Provided data Start Marker
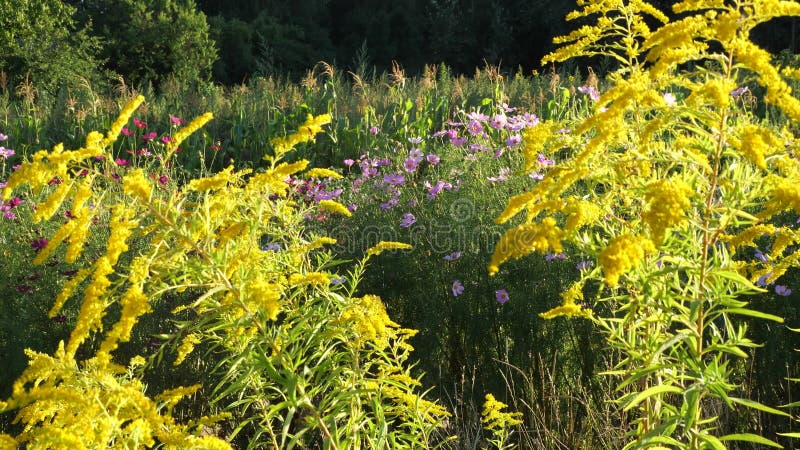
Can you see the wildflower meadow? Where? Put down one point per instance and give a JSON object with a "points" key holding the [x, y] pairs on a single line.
{"points": [[580, 258]]}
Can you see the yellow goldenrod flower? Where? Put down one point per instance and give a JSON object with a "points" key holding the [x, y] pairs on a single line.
{"points": [[313, 278], [494, 418], [116, 127], [171, 397], [382, 246], [211, 183], [525, 239], [186, 131], [668, 201], [265, 296], [370, 321], [622, 254], [334, 206], [135, 184], [322, 173], [186, 347], [755, 143]]}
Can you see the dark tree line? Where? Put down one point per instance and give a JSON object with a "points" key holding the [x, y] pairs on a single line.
Provided data End Marker
* What you need to do *
The material above is to be output exactly, with each picture left out.

* Solved problem *
Can you see the wildflower meadow? Where? Put down one point per instance and give a JSON object with a "points" key holding the [x, y] pairs on a single line.
{"points": [[580, 258]]}
Can you see the yellow goldenrod flower? Where? Put down one point per instance and give a JSON object with a "points" key holding the [x, y] pairs on a single line.
{"points": [[313, 278], [494, 418], [116, 127], [171, 397], [382, 246], [211, 183], [525, 239], [186, 131], [668, 201], [265, 296], [370, 321], [622, 254], [334, 206], [135, 184], [322, 173], [186, 347], [755, 143]]}
Can you see the dark tree line? Where? Put down one point per instance and give a JSON object with a "points" key holding the [x, y] pairs on a single line.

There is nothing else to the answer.